## Given instruction a
Reproduce the records verbatim, from the line containing "mark: blue and" through the last line of the records, with both ends included.

.....

Azad bey Vazirov () (22 August 1869, in Shusha, Russian Empire – 1921 in Qazvin, Qajar Empire) was Azerbaijani military officer, colonel. Father of the Soviet statesman, organizer of the oil industry, Hero of Socialist Labour Suleyman Vazirov.

Life 
Descended "from the nobility family of the city of Shusha". He entered the service as a volunteer in the 43rd Tver Dragoon Regiment. December 20, 1888 was sent to the Elisavetgrad Cavalry School. After graduating from military college in the second category on July 3, 1892, he was promoted to standard junker and returned to the regiment. On June 27, 1893, he was promoted to cornet with enrollment in the reserve. In 1901 cornet Vazirov was appointed adjutant of the Dagestan Cavalry Regiment. Since October 27, 1901, he got the rank of Poruchik, Staff captain (27.10.1905), Rittmeister (10/27/1909) in the Imperial Russian Army.

He also served in the Ministry of Internal Affairs of Russian Empire as a senior chief officer for assignments under the Baku Governor (on September 1, 1916). In 1917, he was promoted to the rank of lieutenant colonel.

.....

## Given instruction b
Carry on the biography of Azad bey Vazirov from the point where it stops.

.....

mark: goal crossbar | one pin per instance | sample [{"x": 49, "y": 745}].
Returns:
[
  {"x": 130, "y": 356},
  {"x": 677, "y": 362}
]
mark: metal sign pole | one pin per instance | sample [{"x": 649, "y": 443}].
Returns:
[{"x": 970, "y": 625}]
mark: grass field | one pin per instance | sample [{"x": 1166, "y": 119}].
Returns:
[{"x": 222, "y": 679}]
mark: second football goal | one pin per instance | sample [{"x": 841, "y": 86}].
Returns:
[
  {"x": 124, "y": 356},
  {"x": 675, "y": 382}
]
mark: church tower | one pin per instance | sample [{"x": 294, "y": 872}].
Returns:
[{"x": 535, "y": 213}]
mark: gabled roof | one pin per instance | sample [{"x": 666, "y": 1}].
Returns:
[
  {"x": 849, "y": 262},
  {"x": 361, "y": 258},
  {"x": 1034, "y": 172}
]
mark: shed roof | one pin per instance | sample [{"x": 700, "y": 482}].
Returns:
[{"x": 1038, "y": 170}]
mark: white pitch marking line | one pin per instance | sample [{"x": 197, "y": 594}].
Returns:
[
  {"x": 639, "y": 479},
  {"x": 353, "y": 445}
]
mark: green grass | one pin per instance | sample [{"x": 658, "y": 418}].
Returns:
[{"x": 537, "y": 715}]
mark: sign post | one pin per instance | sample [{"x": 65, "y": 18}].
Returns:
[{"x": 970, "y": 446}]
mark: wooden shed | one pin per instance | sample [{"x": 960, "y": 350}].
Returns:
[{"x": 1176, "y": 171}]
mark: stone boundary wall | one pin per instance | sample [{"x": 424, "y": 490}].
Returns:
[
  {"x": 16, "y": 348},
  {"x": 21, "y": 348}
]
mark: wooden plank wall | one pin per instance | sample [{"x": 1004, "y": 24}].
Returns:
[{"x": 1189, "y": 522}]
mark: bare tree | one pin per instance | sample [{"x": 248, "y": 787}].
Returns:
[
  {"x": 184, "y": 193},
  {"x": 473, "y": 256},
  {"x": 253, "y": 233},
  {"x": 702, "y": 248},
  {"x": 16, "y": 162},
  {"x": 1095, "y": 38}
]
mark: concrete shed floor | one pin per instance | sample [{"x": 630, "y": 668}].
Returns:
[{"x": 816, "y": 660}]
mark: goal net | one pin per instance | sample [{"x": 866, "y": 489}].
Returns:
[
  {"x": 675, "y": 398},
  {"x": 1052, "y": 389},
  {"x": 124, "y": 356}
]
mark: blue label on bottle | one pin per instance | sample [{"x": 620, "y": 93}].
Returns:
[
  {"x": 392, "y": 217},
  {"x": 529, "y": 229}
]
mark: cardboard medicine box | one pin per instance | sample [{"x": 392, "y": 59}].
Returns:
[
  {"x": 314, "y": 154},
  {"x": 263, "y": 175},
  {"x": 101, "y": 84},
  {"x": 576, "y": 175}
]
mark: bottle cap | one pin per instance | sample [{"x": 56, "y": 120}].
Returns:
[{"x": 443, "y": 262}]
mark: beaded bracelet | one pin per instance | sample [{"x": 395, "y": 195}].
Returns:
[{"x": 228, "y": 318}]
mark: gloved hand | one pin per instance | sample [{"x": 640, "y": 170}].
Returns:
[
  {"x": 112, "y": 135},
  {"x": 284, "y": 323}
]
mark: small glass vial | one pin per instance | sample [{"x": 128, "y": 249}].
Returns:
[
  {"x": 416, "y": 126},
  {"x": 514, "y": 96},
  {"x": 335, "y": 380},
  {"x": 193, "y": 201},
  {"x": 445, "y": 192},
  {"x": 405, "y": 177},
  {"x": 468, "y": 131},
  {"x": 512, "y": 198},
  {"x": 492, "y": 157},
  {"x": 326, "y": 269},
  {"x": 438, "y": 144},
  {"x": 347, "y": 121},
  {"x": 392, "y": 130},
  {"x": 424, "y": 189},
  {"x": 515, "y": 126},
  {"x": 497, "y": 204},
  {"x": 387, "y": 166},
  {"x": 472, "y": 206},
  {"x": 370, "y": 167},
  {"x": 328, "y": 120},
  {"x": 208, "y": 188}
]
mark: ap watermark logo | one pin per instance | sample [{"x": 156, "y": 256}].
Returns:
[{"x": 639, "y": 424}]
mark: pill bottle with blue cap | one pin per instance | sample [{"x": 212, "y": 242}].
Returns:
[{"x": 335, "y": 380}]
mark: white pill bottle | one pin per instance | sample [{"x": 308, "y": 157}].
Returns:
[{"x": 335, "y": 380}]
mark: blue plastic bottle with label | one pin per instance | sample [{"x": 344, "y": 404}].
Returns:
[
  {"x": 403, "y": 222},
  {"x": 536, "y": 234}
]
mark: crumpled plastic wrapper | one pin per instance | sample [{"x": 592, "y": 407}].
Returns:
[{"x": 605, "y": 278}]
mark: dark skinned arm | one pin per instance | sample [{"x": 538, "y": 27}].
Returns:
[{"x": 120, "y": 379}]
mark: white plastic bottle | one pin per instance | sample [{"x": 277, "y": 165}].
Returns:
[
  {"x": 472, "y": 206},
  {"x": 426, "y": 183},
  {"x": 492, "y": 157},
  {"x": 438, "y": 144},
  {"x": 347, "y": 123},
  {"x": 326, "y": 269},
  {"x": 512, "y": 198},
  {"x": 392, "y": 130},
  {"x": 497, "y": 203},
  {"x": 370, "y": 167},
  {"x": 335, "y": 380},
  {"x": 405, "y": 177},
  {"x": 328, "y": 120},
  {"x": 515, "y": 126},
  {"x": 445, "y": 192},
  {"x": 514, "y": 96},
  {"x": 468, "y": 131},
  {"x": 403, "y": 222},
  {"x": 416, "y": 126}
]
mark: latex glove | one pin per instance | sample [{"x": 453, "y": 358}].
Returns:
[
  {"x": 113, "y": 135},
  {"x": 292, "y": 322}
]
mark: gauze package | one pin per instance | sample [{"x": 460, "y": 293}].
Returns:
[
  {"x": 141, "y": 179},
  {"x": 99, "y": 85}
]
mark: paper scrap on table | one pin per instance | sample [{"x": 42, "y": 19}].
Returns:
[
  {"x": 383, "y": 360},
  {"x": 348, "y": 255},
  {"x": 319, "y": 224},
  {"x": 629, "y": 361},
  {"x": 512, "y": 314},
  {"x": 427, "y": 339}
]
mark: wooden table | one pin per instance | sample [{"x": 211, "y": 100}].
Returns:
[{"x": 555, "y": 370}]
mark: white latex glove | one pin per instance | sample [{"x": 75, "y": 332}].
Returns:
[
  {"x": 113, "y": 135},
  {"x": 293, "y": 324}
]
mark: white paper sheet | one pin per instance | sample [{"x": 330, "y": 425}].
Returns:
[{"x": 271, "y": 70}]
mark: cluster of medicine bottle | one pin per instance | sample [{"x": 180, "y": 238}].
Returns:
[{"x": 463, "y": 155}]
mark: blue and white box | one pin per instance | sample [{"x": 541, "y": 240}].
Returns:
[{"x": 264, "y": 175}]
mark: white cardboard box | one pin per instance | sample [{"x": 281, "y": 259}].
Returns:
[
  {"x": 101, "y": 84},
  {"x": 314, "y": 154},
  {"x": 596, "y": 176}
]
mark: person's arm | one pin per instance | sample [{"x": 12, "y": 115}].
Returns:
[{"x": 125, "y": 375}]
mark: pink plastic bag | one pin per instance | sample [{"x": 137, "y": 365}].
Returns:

.....

## Task result a
mark: blue and white box | one pin per instance | sample [{"x": 541, "y": 240}].
Returns:
[{"x": 264, "y": 175}]
mark: white cardboard box | one pin per instance | sample [{"x": 281, "y": 259}].
Returns:
[
  {"x": 101, "y": 84},
  {"x": 314, "y": 154},
  {"x": 596, "y": 176}
]
mark: person's arm | one pin per instance | sample [{"x": 12, "y": 115}].
Returns:
[{"x": 125, "y": 375}]
mark: pink plastic bag | one pin per instance | sample [{"x": 137, "y": 365}].
Returns:

## Task result b
He served in the army of the Azerbaijan Democratic Republic. In late 1918 and early 1919, Lieutenant Colonel Vezirov served as the Ganja military commander, then as the commandant of the city of Baku. By order of the government of the Azerbaijan Democratic Republic No. 28 dated June 25, 1919, he was promoted to colonel. Also he served in the Red Army. Azad bey Bazirov died in Qazvin in 1921.

Family 
Azad bey married Karim bey Mehmandarov's daughter Zahra. They had sons named Isa Bey, Musa Bey, Suleyman Vazirov, Isa Bey (the second), daughters named Kheyransa Khanum, Goncha Khanum and Gulrukh Khanum.

Awards 
  - 3rd Class Order of Saint Stanislaus (1879)
  - 3rd Class Order of Saint Anne (1881)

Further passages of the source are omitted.